The data that follows is to be copied exactly, with each image removed.

**Natural-language object grounding data**
-*-

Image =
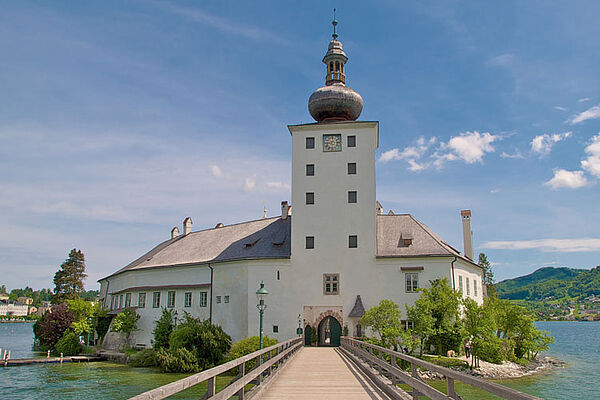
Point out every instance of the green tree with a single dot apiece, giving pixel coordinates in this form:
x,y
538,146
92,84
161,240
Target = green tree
x,y
126,322
68,280
163,328
488,275
384,319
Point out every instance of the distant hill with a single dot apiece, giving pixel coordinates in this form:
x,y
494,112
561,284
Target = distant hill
x,y
551,283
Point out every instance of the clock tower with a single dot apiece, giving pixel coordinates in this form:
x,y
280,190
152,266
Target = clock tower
x,y
333,194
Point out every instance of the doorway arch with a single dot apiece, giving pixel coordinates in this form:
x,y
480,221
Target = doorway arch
x,y
329,332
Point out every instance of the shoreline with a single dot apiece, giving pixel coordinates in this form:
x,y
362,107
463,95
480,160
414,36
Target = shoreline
x,y
506,370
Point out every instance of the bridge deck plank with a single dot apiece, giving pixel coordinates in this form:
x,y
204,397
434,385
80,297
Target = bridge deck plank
x,y
321,373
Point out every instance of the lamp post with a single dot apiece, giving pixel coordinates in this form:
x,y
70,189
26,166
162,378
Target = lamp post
x,y
87,350
260,294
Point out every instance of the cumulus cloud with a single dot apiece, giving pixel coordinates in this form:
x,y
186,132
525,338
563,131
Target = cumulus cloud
x,y
567,179
547,245
592,163
216,171
542,144
249,184
590,113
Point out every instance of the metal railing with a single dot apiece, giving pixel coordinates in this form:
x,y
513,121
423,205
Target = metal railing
x,y
374,356
272,358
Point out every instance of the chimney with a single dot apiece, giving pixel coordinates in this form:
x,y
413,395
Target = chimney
x,y
187,226
284,210
467,233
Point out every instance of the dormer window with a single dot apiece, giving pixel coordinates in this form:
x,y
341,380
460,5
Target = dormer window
x,y
406,239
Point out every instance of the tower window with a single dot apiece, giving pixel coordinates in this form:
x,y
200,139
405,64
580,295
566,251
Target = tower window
x,y
331,283
351,168
310,242
310,169
352,141
310,198
353,241
352,196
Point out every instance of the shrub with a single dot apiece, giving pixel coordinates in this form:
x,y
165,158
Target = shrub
x,y
69,344
52,326
163,327
208,342
180,360
247,346
144,358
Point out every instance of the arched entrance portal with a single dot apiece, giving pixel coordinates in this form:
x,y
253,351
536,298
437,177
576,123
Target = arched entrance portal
x,y
307,333
329,332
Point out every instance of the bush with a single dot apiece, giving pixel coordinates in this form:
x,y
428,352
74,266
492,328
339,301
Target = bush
x,y
144,358
69,344
180,360
247,346
208,342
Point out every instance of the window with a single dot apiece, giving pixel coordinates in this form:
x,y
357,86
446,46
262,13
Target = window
x,y
142,300
310,143
352,196
352,141
351,168
171,299
310,169
331,283
353,241
412,282
310,198
310,242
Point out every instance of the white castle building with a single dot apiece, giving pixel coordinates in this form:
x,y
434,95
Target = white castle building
x,y
337,255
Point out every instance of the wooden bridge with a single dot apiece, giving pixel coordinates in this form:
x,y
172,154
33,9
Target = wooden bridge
x,y
355,370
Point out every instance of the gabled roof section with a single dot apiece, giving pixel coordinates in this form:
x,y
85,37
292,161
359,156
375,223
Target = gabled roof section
x,y
390,228
358,310
263,238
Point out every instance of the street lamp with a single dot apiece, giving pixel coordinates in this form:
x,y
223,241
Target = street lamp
x,y
260,294
87,350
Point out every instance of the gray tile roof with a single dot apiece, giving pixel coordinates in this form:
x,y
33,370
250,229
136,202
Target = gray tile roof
x,y
390,228
263,238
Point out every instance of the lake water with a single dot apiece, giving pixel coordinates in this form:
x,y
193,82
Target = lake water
x,y
577,343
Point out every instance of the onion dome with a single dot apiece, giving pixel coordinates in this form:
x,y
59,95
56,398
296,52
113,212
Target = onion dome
x,y
335,101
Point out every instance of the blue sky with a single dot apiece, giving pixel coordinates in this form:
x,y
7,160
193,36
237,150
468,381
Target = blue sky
x,y
119,119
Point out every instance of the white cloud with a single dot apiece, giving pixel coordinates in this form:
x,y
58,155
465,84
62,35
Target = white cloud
x,y
516,155
592,163
278,185
547,245
542,144
567,179
591,113
216,171
249,184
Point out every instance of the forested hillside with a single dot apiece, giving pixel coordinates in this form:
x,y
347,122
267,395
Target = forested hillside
x,y
551,284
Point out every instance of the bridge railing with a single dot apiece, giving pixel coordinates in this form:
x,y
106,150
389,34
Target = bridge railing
x,y
272,358
374,355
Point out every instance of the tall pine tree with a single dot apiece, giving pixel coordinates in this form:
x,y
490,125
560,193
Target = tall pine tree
x,y
68,280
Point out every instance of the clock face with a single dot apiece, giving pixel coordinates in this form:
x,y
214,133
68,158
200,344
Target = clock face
x,y
332,142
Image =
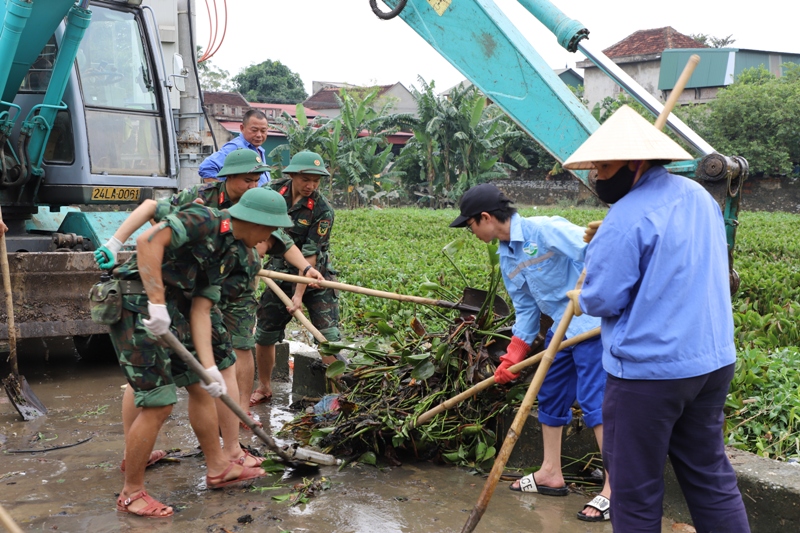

-*-

**Problem solution**
Image =
Point out every instance of the green tree with a single dot apiece, giving pixel coordinates in this form:
x,y
538,146
92,84
161,240
Target = green tree
x,y
126,322
68,280
163,328
488,275
384,319
Point out every instance of the distant hill with a single dot apiece, giving pixel coordinates in this form:
x,y
494,112
561,284
Target = distant hill
x,y
551,283
Point out every instance of the clock tower with a single dot apiece, giving pixel coordinates in this form:
x,y
280,190
152,266
Target = clock tower
x,y
333,194
Point out every instance of the doorway arch with a single dot apiece, giving pixel coordinates in this form:
x,y
480,221
Target = doorway arch
x,y
329,332
Point out every instance of the shoreline with a single dot apiece, giving pixel coordinates in this form:
x,y
362,107
463,95
480,160
414,36
Target = shoreline
x,y
506,370
Point out every instance of the bridge deck plank with a single dot apiece, giving pixel coordinates in this form:
x,y
204,397
434,385
80,297
Target = bridge deck plank
x,y
321,373
Point out every instance of the lamp post with a single dot apiece, giving pixel coordinates in this form:
x,y
70,189
26,166
162,378
Target = lamp post
x,y
87,350
260,294
Point out every instance of the cumulus cloud with a single dot apiece, giving pixel coordinates in this form:
x,y
186,132
525,338
563,131
Target = cumulus cloud
x,y
567,179
547,245
592,163
216,171
542,144
249,184
590,113
Point out every instance of the metal railing with a single dot apiece, giving pixel coordinates in this form:
x,y
513,121
423,205
Target = metal railing
x,y
374,356
272,358
Point out every instance of the chimney with a single dot apiece, giving pixel coordinates in this form:
x,y
413,395
Target = chimney
x,y
187,226
284,210
467,233
Point out every instance of the dormer window with a single dot apiece, giving pixel coordinates in this form:
x,y
341,380
460,5
Target = dormer window
x,y
406,239
Point out every instance of the tower window with a single dot apiece, giving pixel coordinates in this form:
x,y
200,139
405,64
580,295
566,251
Target = tower window
x,y
331,283
351,168
310,242
310,169
352,141
310,198
353,241
352,196
Point out every instance of the shrub with a single dot apiece, giving pixel coordinates in this form:
x,y
165,158
Target = shrub
x,y
69,344
52,326
163,327
208,342
180,360
247,346
144,358
Point out every instance of the arched entrance portal with a single dot apiece, giving pixel coordinates in this form:
x,y
253,351
536,298
437,177
576,123
Target = arched entrance portal
x,y
307,333
329,332
Point out every instance of the bush with a single dot apiece, giving pixel coordinates in this form:
x,y
428,352
74,266
492,328
339,301
Target = bush
x,y
144,358
69,344
180,360
247,346
208,342
Point out every instance of the window with a single dot apiece, giving pixel coordinates in this form:
x,y
357,86
446,46
262,13
Target = window
x,y
142,300
310,143
352,196
352,141
351,168
171,299
310,169
331,283
353,241
412,282
310,198
310,242
Point out every instance of the white castle building with a single dot apiece, giving pixel coordinates in this form:
x,y
434,95
Target = white castle building
x,y
337,255
Point out every instance of the wooden bridge with a single dot apiece, giving pixel coordinates in this form:
x,y
172,154
33,9
Target = wooden bridge
x,y
355,370
Point out every instance of the gabled roof section with a single dot apiece, giving pixel coordinates in this form:
x,y
85,37
292,161
359,156
375,223
Target = gabled roof section
x,y
390,228
358,310
263,238
Point out every instance of the street lamp with a single dot apiece, giving pixel coordinates in this form:
x,y
223,241
Target = street lamp
x,y
260,294
87,350
Point out every instance of the gray tile roof with a single dot apiece, giving pixel coordinates in this form:
x,y
33,370
250,229
136,202
Target = gray tile roof
x,y
390,228
263,238
Point out every instance of the lake water with a single dot apiece, giving pixel coordinates in this form:
x,y
193,82
Target = lake water
x,y
577,343
Point out every instance of the onion dome with a single dot apiece, giving pixel coordinates in this form:
x,y
59,95
56,398
296,52
113,212
Target = onion dome
x,y
335,101
Point out every instance of the blue sky with a single dot apiece, giving pixel coordinates in this form:
x,y
7,160
193,36
237,150
468,381
Target = blue sky
x,y
119,119
Point out every instance of the white cloud with a single dot apiece, giving pixel coordinates in this form:
x,y
58,155
465,84
62,35
Target = white cloud
x,y
516,155
592,163
278,185
547,245
542,144
567,179
591,113
216,171
249,184
Point out every instance of the forested hillside with a single dot apiece, giving pixel coordinates in this form:
x,y
347,122
267,395
Target = forested hillside
x,y
551,284
Point out every instance of the bridge railing with a single dot apiece, giving pixel coordinates in this form:
x,y
106,150
389,34
Target = bridge railing
x,y
272,358
374,355
Point out every instance of the tall pine tree with a single dot apiece, giving pixel coordinates in this form:
x,y
490,125
560,193
Target = tall pine tree
x,y
68,280
Point out every instance of the clock face with a single dot apiece, giving pixel coordinates in this form:
x,y
214,133
68,158
200,344
Target = clock face
x,y
332,142
Image =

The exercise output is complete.